TEXTE DE LA PAGE
::::::::
Notre culture est une culture du viol, c'est à dire, une culture dans laquelle les femmes restent inférieures, dans laquelle la pornographie de plus en plus hardcore devient de plus en plus dominante, et où on estime que c'est une bonne chose, pas du tout en contradiction avec la promotion d'une sexualité égalitaire. Les producteurs d' "Unwatchable" ne sont pas les seuls à comprendre que des tactiques plus choquantes que jamais sont requises pour s'attirer une audience. Les pornographes entrent dans un territoire de plus en plus extrême pour attirer les clients. Nous sommes désensibilisés. Le prix que les pornographes sont prêts à payer, c'est les dégâts faits au corps d'une femme quand elle subit des actes de plus en plus brutaux pour le frisson du payeur. Cela me frappe, si les gens qui ont fait cette vidéo étaient vraiment inquiets à propos des femmes, ils ne devraient pas prendre exemple sur les pornographes et se concentrer sur une représentation graphique de violence sexuelle encore plus extrême. Être un voyeur n'est pas suffisant. À la place, ce serait plus utile que les gens se tiennent aux côtés des personnes qui ont survécu aux viols, et qu'ils entendent nos voix.
::::::::
DONNÉES DISPONIBLES
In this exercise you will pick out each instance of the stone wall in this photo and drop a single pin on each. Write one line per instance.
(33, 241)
::::::::
À FAIRE
Recopiez en entier le texte de la page sur la culture du viol, sans y changer un seul mot.

RÉPONSE
Notre culture est une culture du viol, c'est à dire, une culture dans laquelle les femmes restent inférieures, dans laquelle la pornographie de plus en plus hardcore devient de plus en plus dominante, et où on estime que c'est une bonne chose, pas du tout en contradiction avec la promotion d'une sexualité égalitaire. Les producteurs d' "Unwatchable" ne sont pas les seuls à comprendre que des tactiques plus choquantes que jamais sont requises pour s'attirer une audience. Les pornographes entrent dans un territoire de plus en plus extrême pour attirer les clients. Nous sommes désensibilisés. Le prix que les pornographes sont prêts à payer, c'est les dégâts faits au corps d'une femme quand elle subit des actes de plus en plus brutaux pour le frisson du payeur. Cela me frappe, si les gens qui ont fait cette vidéo étaient vraiment inquiets à propos des femmes, ils ne devraient pas prendre exemple sur les pornographes et se concentrer sur une représentation graphique de violence sexuelle encore plus extrême. Être un voyeur n'est pas suffisant. À la place, ce serait plus utile que les gens se tiennent aux côtés des personnes qui ont survécu aux viols, et qu'ils entendent nos voix.